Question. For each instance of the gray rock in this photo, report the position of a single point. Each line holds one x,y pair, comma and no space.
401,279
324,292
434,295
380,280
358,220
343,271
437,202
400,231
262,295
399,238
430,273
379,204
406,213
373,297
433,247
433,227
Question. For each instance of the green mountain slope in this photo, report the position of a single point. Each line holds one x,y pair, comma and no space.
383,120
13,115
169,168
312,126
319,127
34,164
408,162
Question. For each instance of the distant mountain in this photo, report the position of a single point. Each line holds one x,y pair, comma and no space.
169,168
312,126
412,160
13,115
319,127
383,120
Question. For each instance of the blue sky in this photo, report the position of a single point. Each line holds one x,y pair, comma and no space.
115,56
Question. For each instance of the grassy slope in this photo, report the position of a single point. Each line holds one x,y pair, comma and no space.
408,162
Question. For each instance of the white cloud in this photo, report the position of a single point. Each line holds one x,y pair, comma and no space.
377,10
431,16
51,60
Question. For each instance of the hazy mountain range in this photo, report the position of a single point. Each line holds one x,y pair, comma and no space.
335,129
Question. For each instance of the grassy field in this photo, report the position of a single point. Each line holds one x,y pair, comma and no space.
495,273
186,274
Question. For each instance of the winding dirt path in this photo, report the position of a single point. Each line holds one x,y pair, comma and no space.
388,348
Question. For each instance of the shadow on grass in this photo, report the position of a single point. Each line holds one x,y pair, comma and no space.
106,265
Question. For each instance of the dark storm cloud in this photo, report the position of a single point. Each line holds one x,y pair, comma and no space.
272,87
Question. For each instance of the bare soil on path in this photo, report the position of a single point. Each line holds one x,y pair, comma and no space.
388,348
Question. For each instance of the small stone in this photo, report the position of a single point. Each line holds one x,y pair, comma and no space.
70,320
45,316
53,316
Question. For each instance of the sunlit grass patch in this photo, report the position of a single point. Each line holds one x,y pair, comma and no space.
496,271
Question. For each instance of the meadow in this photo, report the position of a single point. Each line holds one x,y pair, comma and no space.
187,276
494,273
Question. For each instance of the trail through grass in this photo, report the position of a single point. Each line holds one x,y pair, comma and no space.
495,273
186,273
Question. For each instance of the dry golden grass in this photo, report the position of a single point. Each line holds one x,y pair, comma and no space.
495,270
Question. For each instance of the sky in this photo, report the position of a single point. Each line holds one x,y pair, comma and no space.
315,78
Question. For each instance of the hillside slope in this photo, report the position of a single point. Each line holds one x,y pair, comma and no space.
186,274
===
:: PROBLEM DETAILS ::
Output every line from the records, exactly as written.

:: EXERCISE SOLUTION ::
Question. For each instance of the gray rock in this photo, report the position of a single point. Each line holds one x,y pair, comma and no space.
401,279
324,292
434,295
380,280
358,220
343,271
437,202
400,231
262,295
399,238
430,273
379,204
406,213
373,297
433,247
433,227
Question. For each instance of the green mountain slope in this photo, report the position of a single point. Each line holds one x,y pair, comma and no space.
383,120
13,115
169,168
312,126
319,127
34,164
408,162
Question. For each instance of the distant mountain in this photo, report the position of a single point. Each line holds one x,y pair, comma and no space.
169,168
312,126
412,160
13,115
319,127
383,120
Question. For each instance of the blue sky in this photo, report the position of a single point. Each line holds one x,y pair, comma and no space.
115,56
Question. For each instance of the grassy slope in this photo, report the position of a single point. Each line holds one x,y pair, comma and no space.
408,162
Question. For each instance of the white cloud in this photo, report the position of a single point. Each line holds one x,y pair, comma and no space.
377,10
431,16
51,60
Question. For each instance of the hazy mountain range in this photo, report the position of a single point. Each line holds one x,y pair, comma and no space.
335,129
Question. For each instance of the grassy field in this photo, report the position of a single point. Each line holds one x,y pair, comma and no space.
495,273
186,274
Question. For each instance of the winding dirt path in this photo, report the position of a single point. Each line holds one x,y pair, comma and no space.
388,348
Question. For each instance of the shadow on grass in this photo, report the position of a single point. Each line holds one x,y pair, comma and no space.
106,265
Question. For each instance of the dark storm cloud in this photo, report the position of a single point. Each line holds one x,y pair, comma and no space.
272,87
Question. For each instance of the bare soil on path in this photo, report the position of a single point. Each line holds one x,y pair, comma and no space.
388,348
Question. For each instance of the small stone in this photo, report the position of a single point. Each line holds one x,y pair, comma and no space.
70,320
45,316
53,316
Question. For each instance of the sunlit grass patch in this photo, report the position of a single point. Each line holds one x,y pair, comma and no space.
496,271
Question. For each instance of the meadow in this photo, report the position of a single point. Each line holds one x,y pair, comma and no space.
187,276
494,273
Question. For each instance of the trail through grass in this photo, report the position of a single point. Each line holds one x,y pair, comma and no space.
495,273
186,273
Question. For each instance of the dry golden grass in this photo, report the position of a single point. Each line holds one x,y pair, comma and no space.
495,270
Question. For each instance of the sky in this photo, report the position of a single point. Each line holds one x,y pair, comma and no space.
315,78
Question. For each instance of the hillside slope in this photo, report the position of a single point. Each line holds one x,y pair, comma and no space.
186,274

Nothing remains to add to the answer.